╭─ The input

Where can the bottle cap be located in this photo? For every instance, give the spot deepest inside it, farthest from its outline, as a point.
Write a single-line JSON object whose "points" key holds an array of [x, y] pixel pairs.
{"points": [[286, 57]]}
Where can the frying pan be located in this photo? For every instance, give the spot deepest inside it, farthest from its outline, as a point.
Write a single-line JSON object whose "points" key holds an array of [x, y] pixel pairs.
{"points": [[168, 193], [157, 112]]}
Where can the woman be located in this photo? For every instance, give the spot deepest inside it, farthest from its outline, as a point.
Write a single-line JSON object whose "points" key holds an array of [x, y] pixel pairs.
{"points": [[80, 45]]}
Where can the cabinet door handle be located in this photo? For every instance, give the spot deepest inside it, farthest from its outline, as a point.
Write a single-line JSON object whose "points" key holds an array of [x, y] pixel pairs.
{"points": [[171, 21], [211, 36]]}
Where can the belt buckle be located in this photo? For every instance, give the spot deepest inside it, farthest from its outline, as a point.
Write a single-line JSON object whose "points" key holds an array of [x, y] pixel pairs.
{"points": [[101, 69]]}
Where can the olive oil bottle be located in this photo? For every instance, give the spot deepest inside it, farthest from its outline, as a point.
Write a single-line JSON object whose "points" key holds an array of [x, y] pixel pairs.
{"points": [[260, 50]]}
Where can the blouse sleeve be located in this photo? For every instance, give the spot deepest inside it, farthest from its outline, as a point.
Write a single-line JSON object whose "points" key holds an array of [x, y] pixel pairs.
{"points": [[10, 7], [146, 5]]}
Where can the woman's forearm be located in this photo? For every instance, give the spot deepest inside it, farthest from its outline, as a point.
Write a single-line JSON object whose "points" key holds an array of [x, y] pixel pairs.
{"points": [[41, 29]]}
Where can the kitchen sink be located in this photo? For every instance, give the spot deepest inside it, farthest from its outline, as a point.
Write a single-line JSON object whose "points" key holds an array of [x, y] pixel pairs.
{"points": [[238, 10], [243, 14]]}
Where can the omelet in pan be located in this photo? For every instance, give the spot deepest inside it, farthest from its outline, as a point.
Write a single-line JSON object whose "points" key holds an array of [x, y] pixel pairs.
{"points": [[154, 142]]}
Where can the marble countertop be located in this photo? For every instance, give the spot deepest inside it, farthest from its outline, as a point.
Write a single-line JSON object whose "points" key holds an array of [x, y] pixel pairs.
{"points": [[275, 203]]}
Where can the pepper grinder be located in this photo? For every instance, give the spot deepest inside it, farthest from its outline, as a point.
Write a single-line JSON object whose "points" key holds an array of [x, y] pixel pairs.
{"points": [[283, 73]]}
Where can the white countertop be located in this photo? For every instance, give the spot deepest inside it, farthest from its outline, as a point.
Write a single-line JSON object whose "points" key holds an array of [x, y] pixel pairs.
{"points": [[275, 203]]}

╰─

§ **Your objective**: Your reply should consist only of the lines from the one containing "Where can the blouse" through the last line of the records, each reproduced exactly.

§ **Problem solution**:
Where can the blouse sleeve be located in this photo? For every instance, give the spot deepest inside it, farthest from its outline, as a point.
Write a single-line JSON object whose "points" key holds an array of [x, y] pixel pairs.
{"points": [[10, 7], [146, 5]]}
Where can the woman's forearm be located in this photo? For every instance, give the spot deepest inside it, farthest from its outline, as a point.
Write a single-line JSON object whose "points" key holds an array of [x, y] pixel pairs.
{"points": [[41, 29]]}
Where can the kitchen sink be located in this photo? For every instance, give the spot deepest inside it, farthest from its outline, as a point.
Write a single-line JSON object whose "points" key holds an array of [x, y] pixel pairs.
{"points": [[238, 10], [243, 14]]}
Where can the omelet in pan be located in this photo? For every instance, give the spot deepest inside it, farthest from its outline, as a point.
Write a single-line JSON object whose "points" key holds an array of [x, y] pixel pairs.
{"points": [[154, 142]]}
Where can the marble countertop be located in this photo? For every instance, give the spot deepest inside it, farthest from its outline, as a point.
Write a single-line JSON object whose "points" key holds an array of [x, y] pixel pairs.
{"points": [[275, 203]]}
Where can the pepper grinder be located in this photo? For every instance, give the spot deepest inside it, farthest from its outline, as a point.
Write a single-line JSON object whose "points" key holds an array of [x, y] pixel pairs.
{"points": [[283, 73]]}
Where can the white countertop be located in this photo? For every instance, give the spot deepest inside it, farthest from its outline, as a point.
Write a single-line JSON object whose "points" key holds an array of [x, y] pixel pairs.
{"points": [[275, 203]]}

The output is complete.